A reality based independent journal of observation & analysis, serving the Flathead Valley & Montana since 2006. © James Conner.

13 July 2017 — 0932 mdt

Sen. Tester wanted some “damn answers” from the Indian Health Service


But he didn’t get them. Acting head of the Indian Health Service Rear Admiral Michael Weahkee stonewalled Tester and the Subcommittee on Interior, Environment and Related Agencies, led by Sen. Lisa Murkowski (R-Alaska), on how the Trump administration’s budget would affect IHS staffing levels. Roll Call’s video of Tester’s questioning of, and increasing frustration with, Weahkee, will make your blood boil.

And it should. According to the Kaiser Health News:

The administration officials could not answer some basic questions from senators, including how much money the agency has gained from the health law’s Medicaid expansion and whether President Donald Trump’s budget proposal would help the agency to hire more staff.

The Indian Health Service, which oversees care to 2.2 million American Indians and Alaska Natives, has been chronically underfunded, and several of its hospitals have lost accreditation or been put under special watch by Medicare because of conditions that harmed patients. It has a 30 percent vacancy rate for doctors, dentists and physician assistants.

********

Tasks and exercises:
1: In the post about Sen. Tester and the Indian Health Service, what is the agency's vacancy rate for doctors, dentists and physician assistants?
2: Write the next part of the post about Sen. Tester and the Indian Health Service, starting after its final sentence.
The material that comes after has no connection to the post about Sen. Tester and the Indian Health Service.

(Region pointing data)
********

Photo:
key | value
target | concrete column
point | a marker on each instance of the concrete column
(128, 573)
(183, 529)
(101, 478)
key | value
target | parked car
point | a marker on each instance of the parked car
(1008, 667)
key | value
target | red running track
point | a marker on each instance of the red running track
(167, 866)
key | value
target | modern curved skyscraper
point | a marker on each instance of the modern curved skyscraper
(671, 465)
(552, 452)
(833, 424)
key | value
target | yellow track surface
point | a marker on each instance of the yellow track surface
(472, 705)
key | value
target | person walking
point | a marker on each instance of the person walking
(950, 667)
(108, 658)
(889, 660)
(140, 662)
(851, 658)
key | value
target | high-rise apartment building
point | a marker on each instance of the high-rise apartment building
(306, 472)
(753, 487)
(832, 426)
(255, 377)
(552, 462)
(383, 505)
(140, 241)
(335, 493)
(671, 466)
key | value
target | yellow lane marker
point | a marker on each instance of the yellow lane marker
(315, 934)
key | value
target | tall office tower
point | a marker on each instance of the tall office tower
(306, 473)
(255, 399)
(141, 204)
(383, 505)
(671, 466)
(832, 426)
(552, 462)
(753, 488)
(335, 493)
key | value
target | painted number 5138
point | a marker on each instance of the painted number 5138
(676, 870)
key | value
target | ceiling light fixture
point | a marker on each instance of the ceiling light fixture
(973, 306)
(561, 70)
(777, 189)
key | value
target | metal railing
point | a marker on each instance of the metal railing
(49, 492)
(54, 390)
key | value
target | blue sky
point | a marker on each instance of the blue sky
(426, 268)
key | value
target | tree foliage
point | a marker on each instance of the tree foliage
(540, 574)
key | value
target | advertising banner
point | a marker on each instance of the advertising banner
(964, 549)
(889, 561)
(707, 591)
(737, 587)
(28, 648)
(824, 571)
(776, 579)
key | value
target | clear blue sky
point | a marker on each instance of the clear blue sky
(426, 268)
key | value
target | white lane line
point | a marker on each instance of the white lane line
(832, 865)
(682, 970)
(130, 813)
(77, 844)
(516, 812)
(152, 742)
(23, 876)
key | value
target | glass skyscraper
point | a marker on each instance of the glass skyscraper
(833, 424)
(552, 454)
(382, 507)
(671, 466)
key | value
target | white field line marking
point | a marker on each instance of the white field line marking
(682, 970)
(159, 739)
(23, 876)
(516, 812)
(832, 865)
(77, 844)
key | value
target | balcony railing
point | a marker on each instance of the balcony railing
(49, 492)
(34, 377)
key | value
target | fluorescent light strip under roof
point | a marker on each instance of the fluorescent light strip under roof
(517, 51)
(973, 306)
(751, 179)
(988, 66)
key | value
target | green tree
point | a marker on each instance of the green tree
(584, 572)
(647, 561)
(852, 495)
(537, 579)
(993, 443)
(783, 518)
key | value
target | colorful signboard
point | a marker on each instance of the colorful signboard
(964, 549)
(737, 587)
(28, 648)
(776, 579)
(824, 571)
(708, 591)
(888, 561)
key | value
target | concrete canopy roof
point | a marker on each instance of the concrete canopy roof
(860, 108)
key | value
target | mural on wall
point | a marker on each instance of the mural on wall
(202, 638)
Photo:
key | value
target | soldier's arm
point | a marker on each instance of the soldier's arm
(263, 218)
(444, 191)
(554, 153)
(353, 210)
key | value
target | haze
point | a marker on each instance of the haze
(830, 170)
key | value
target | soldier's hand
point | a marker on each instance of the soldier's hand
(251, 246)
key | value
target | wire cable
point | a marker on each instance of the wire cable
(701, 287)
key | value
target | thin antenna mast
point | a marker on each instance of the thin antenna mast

********

Per-task answers:
1: 30 percent.

2:
In 2013, Indian Health Service spending for patient health services was $2,849 a person, compared with $7,717 for per capita health care spending nationally, according to a report from the National Congress of American Indians. Despite less funding, Native Americans typically have higher incidences of serious health problems than the general public, including higher rates of diabetes, liver disease and unintentional injuries. [Highlighting by Flathead Memo.]

Trump’s budget includes $4.7 billion for the agency. Sen. Lisa Murkowski (R-Alaska), who chairs the Subcommittee on Interior, Environment and Related Agencies, which held the hearing, said that would amount to a 6 percent cut from the current funds. She noted the trim was well below other Department of Health and Human Services agencies, where proposed funding is reduced by an average of 18 percent.

I have no sympathy for Admiral Weak Knees. He placed serving Trump above serving his country and the people his agency exists to help. That such a man made admiral boggles one’s mind and shakes one’s faith in humanity and democracy. Tester was hard on him, but not hard enough.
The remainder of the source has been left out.